* _INSTRUCTION_
Rewrite the entries below with every "necklace" swapped for "pendant", leaving everything else unchanged, and omit the pictures from your output.

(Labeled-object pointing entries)

— start —

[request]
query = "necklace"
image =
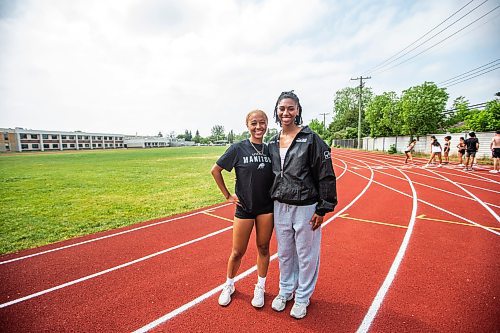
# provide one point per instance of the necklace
(258, 152)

— end —

* _EXPECTED ANSWER_
[request]
query = "pendant"
image =
# provide one point per instance of the pendant
(258, 152)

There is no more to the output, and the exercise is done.